------ Teks yang diberikan

Pekanbaru

Pertalite Naik, Premium Sulit Didapat

Harga bahan bakar khusus (BBK) kembali naik. Terhitung sejak 20 Januari lalu bahan bakar nonsubsidi ini naik Rp100 per liter. Yakni pertalite, pertamax series, dexlite, dan pertamina dex. Di Riau saat ini, masyarakat sudah banyak beralih ke pertalite kare

GILANGNEWS.COM - Unit Manager Communication and CSR Marketing Operation Region (MOR) I (Sumbagut) Pertamina Rudi Ariffianto menyebutkan, saat ini harga pertalite di Riau Rp8.000 per liter. Sama dengan harga jual eceran di Kepri.

“Artinya pertalite naik Rp100 per liter dari harga sebe­lumnya Rp7.900 per liter untuk wilayah Riau,” kata Rudi saat dihubungi Riau Pos dari Pekanbaru, Senin (22/1).

Jika dibanding dengan provinsi tetangga, selisih harganya cukup jauh. Seperti di Sumatera Barat (Sumbar) dan Sumatera Utara (Sumut) dengan harga Rp7.600/liter. Kemudian di Jambi, pertalite dijual dengan harga Rp7.800 per liter. Berdasarkan data yang diberikan Rudi Ariffianto, harga dasar pertalite di Riau Rp6.666,67 per liter. Sementara Pajak Bahan Bakar Kendaraan Bermotor (PBBKB) Rp666,67 per liter atau 10 persen. Kemudian, Pajak Pertambahan Nilai (PPN) Rp666,67 per liter atau 10 persen. Dijumlahkan menjadi Rp8.000,01 per liter. Namun Pertamina menetapkan harga jual eceran menjadi Rp8.000 per liter.

------------

Tugas wajib:
A - Hitung ada berapa baris di bawah yang memuat kata "pitch". Jawab dengan angkanya saja.
B - Perpanjang berita di atas tentang kenaikan harga pertalite di Riau, mulai setelah kalimat terakhir yang tertera.

------ Bahan yang diberikan

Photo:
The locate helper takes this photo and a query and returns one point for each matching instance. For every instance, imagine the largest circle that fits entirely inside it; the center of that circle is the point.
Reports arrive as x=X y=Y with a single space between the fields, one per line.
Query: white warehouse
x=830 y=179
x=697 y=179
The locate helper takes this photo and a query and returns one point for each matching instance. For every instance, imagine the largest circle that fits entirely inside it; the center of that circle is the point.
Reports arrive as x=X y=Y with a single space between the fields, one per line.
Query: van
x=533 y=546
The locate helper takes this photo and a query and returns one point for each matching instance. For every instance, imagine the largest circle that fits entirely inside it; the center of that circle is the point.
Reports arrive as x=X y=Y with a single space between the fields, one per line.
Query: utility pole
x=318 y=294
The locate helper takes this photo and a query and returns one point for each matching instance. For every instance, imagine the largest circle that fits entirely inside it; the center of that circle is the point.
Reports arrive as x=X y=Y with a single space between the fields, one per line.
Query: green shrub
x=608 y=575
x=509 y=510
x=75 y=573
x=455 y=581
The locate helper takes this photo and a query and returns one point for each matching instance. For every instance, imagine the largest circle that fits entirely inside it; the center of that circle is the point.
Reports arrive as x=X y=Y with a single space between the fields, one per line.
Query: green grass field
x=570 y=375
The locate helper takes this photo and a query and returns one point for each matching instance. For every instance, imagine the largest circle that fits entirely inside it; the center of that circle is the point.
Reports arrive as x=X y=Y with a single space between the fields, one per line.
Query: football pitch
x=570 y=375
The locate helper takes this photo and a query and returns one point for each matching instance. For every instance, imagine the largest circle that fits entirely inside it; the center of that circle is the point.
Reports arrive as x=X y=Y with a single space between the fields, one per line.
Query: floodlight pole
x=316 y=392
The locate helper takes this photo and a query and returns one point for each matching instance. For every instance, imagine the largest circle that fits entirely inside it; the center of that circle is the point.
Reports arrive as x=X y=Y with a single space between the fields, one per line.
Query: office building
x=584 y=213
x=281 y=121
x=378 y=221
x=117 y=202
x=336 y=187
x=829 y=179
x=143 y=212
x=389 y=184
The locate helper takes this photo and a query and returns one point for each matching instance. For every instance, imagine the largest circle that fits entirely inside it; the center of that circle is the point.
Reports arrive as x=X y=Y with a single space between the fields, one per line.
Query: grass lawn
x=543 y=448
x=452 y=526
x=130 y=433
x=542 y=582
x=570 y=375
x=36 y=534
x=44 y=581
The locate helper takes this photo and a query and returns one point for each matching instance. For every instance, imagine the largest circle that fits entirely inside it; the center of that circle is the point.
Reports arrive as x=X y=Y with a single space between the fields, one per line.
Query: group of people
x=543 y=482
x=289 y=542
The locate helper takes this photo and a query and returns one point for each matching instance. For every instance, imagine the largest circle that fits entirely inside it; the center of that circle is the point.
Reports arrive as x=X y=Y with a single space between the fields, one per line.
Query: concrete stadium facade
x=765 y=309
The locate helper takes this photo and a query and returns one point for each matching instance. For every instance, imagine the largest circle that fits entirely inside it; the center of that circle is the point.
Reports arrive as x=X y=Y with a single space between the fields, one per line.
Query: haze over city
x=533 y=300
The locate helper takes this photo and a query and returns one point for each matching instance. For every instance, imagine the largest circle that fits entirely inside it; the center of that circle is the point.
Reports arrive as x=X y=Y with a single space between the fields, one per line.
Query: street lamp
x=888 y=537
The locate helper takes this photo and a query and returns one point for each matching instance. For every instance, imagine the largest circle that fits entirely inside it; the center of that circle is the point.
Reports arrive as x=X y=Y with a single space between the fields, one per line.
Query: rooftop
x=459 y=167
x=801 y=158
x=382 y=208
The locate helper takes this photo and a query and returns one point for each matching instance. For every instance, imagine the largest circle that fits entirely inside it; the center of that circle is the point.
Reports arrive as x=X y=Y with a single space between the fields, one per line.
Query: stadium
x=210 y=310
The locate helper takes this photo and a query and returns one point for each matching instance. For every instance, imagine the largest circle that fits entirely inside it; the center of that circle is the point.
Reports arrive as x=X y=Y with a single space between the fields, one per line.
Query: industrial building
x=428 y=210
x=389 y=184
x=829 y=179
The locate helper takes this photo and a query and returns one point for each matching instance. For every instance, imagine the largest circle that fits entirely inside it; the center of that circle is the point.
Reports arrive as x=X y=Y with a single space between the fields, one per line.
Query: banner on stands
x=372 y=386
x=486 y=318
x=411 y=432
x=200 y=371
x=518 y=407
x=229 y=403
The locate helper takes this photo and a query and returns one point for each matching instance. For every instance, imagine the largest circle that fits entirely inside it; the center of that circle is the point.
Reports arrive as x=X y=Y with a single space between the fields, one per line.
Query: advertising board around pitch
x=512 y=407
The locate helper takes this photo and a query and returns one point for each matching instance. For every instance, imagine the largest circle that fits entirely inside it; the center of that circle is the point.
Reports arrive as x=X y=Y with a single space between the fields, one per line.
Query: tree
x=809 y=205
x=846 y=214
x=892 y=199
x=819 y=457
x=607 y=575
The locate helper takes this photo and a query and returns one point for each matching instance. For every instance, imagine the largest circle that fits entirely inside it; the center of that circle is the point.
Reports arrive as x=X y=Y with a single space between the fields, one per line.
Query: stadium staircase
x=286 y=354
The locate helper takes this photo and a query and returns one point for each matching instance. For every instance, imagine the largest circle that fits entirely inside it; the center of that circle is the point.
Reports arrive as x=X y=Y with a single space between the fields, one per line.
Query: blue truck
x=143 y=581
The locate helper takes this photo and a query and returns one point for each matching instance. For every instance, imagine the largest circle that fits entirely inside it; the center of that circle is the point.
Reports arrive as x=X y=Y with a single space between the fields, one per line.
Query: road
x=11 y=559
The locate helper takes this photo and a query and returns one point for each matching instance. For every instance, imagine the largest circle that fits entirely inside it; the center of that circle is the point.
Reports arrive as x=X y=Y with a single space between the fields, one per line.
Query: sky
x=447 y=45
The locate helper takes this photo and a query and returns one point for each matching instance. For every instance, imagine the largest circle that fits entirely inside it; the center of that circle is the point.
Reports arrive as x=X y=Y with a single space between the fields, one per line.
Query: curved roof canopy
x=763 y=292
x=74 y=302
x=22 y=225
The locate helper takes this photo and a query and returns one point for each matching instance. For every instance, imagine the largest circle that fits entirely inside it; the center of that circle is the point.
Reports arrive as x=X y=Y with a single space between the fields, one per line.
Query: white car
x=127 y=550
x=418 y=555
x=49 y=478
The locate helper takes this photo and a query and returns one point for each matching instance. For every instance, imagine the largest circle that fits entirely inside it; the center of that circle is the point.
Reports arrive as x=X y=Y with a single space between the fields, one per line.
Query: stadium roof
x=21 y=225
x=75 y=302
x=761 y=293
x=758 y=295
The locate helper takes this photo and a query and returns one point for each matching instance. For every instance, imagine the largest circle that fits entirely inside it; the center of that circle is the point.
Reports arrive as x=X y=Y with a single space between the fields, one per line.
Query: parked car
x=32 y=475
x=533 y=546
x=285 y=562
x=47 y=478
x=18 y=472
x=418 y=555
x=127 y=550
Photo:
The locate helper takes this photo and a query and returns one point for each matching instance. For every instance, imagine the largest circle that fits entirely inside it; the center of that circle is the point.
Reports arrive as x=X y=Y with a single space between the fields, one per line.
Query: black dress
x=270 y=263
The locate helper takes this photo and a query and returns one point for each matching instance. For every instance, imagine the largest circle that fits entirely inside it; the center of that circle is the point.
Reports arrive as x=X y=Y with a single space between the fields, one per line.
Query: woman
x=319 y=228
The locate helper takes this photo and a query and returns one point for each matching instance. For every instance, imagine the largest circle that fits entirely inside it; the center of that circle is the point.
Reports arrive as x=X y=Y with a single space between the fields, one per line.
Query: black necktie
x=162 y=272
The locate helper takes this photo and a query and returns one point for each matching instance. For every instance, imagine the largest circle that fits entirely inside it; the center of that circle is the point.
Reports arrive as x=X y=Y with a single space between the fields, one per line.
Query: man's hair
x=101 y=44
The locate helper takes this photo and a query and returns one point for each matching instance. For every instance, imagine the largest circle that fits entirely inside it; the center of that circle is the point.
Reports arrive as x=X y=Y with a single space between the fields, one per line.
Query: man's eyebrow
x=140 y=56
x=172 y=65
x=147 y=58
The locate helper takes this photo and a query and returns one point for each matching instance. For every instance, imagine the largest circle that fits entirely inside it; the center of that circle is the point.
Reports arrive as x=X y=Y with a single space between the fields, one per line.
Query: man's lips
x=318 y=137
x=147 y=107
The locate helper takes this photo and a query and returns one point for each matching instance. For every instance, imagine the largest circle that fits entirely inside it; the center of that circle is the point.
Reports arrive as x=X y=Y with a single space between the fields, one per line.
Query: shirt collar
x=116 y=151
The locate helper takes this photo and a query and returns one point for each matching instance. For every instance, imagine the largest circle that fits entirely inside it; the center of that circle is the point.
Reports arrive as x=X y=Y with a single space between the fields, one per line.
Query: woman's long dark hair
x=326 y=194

------------
------ Bahan yang diberikan

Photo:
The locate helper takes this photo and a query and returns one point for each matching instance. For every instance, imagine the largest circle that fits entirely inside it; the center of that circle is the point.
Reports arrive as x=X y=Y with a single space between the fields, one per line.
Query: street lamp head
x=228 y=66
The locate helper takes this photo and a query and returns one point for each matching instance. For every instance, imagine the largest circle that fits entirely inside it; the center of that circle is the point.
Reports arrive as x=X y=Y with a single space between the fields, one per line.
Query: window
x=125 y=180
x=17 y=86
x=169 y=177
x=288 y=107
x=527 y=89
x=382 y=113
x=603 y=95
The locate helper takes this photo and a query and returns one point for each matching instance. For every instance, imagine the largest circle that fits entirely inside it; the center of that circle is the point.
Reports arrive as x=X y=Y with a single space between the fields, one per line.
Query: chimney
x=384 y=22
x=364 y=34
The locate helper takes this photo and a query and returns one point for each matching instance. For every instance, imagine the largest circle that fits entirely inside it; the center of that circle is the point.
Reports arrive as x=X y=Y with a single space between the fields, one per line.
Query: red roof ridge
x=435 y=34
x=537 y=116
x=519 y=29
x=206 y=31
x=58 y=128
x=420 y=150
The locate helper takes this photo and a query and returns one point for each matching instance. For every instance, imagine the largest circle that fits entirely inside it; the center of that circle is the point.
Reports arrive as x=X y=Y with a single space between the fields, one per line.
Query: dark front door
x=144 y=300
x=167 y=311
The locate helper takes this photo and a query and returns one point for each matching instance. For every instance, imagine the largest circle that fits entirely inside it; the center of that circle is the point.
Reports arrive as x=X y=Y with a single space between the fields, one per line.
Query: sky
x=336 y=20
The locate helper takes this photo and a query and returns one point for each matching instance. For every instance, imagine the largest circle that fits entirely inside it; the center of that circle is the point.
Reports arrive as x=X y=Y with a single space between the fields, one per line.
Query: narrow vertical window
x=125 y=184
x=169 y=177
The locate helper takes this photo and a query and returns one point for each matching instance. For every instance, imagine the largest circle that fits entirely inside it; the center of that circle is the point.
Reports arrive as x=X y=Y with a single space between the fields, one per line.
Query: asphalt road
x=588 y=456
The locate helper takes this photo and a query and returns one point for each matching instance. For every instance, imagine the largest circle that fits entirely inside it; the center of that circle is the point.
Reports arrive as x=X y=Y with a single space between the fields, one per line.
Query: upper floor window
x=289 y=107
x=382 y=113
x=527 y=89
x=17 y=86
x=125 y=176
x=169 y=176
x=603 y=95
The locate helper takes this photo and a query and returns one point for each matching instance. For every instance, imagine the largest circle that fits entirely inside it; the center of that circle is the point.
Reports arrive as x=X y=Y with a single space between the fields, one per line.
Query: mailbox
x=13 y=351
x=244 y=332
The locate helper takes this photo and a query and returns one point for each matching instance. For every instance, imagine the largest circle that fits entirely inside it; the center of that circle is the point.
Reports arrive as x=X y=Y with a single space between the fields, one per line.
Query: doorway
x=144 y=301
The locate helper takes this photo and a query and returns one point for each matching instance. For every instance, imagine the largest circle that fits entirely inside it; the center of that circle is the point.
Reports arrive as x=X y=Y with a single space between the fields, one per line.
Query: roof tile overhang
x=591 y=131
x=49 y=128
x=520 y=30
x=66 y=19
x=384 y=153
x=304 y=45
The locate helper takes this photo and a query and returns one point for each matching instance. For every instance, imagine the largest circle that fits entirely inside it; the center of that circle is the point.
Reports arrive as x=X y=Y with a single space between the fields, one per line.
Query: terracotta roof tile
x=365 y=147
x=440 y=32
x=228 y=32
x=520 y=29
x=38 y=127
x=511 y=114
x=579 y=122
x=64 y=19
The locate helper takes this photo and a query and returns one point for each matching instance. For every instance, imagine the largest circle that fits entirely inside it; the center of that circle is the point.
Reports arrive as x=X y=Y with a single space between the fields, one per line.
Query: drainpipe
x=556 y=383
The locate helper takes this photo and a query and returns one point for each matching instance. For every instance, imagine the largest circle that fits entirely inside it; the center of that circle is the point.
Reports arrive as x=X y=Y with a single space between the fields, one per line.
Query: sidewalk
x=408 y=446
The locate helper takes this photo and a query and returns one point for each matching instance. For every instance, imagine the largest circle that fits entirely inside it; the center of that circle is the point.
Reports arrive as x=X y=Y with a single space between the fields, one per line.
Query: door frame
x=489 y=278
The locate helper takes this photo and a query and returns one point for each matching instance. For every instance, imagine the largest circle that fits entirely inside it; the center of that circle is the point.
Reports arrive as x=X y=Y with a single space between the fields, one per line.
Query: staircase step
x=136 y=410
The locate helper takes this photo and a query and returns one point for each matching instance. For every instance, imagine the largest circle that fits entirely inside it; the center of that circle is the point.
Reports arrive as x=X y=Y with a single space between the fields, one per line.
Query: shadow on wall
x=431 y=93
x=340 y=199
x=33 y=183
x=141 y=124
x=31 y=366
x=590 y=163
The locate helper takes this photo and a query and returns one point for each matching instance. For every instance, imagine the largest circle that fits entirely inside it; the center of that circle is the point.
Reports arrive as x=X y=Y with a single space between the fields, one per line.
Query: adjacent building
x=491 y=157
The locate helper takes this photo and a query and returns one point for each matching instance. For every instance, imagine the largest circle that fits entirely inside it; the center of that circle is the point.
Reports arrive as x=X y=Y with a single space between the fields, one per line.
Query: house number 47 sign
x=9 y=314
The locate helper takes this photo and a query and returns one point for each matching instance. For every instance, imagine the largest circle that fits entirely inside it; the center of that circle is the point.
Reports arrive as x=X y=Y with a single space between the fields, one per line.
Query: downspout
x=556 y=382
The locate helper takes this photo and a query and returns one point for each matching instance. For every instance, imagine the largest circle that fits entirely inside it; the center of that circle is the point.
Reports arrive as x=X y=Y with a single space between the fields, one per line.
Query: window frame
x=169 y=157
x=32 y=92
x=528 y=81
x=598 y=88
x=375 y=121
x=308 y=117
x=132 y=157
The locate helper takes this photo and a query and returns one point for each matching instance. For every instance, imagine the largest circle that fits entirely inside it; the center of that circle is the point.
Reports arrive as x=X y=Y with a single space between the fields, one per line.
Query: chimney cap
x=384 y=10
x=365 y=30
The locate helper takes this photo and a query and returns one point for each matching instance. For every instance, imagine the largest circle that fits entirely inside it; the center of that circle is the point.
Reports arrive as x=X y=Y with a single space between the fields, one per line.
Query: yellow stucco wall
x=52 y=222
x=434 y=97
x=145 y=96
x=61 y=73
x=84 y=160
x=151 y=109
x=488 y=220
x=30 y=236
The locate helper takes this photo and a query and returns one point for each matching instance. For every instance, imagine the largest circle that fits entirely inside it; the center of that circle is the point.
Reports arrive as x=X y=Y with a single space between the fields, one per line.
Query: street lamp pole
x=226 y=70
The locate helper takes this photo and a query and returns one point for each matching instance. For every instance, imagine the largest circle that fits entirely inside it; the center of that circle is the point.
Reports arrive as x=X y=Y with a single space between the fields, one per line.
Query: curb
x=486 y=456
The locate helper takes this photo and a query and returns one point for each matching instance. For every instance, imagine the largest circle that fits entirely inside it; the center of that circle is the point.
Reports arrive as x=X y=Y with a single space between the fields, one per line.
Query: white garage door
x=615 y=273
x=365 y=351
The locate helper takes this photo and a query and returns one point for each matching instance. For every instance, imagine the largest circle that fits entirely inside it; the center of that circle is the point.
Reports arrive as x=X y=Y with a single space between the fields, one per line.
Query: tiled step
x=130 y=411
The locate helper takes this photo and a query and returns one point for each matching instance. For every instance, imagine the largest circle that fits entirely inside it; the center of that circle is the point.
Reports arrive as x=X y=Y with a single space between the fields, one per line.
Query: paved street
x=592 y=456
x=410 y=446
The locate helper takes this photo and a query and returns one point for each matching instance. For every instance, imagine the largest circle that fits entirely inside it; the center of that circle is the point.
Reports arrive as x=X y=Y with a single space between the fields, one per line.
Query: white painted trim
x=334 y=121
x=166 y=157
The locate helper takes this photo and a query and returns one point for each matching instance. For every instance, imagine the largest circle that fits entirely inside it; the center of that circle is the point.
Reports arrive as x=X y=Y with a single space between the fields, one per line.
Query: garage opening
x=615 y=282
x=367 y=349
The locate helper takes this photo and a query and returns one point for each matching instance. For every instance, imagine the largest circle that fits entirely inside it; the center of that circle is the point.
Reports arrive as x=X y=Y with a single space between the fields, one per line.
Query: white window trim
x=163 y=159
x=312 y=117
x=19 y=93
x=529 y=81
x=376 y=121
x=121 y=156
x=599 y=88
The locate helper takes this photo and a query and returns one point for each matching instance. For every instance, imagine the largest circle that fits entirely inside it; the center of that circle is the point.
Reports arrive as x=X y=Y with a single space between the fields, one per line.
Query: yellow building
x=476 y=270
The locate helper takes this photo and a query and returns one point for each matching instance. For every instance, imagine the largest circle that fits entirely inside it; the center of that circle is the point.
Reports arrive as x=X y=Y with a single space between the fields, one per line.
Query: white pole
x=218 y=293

------------

Jawaban tertulis:
A - 2

B -
Sesuai data itu, selisih harga dasar pertalite di Riau dengan provinsi tetangga tidak terlalu signifikan. Seperti di Sumut dan Sumbar dengan harga dasar pertalite Rp6.608,70 per liter. Kemudian di Jambi harga dasar pertalite Rp6.638,30 per liter. Namun, perbedaan signifikan terdapat pada PBBKB yang ditetapkan pemerintah daerah masing-masing. Di mana Riau menetapkan PBBKB Rp666,67 per liter, di Sumut dan Sumbar hanya Rp330,43 per liter. Di Jambi, PBBKB hanya Rp497,87 per liter. Artinya, PBBKB hanya ditetapkan pemerintah daerah setempat 5-6 persen.

Rudi menjelaskan, perubahan harga BBK dilakukan mengikuti perkembangan harga minyak dunia dan kurs rupiah terhadap dolar. Naik atau turunkan harga BBK, sudah biasa dilakukan selama ini.

“Kalau harga minyak dunia naik atau kurs rupiah terhadap dolar melemah, pada periode tertentu akan menjadikan harga naik. Sebaliknya kalau harga minyak turun dan atau kurs rupiah menguat, harga bisa turun,” ujarnya.

Soal mengapa pertalite di Riau dan Kepri lebih tinggi dari daerah lain, kata Rudi, itu tidak terlepas dari penerapan PBBKB di kedua daerah tersebut.

“Besaran PBBKB menjadi kewenangan pemerintah daerah setempat,” kata dia.

Rudi juga menjelaskan, untuk kenaikan dan turunnya harga BBK, telah diumumkan di website resmi Pertamina (pertamina.com). “Silakan dicek di website kami,” ujarnya.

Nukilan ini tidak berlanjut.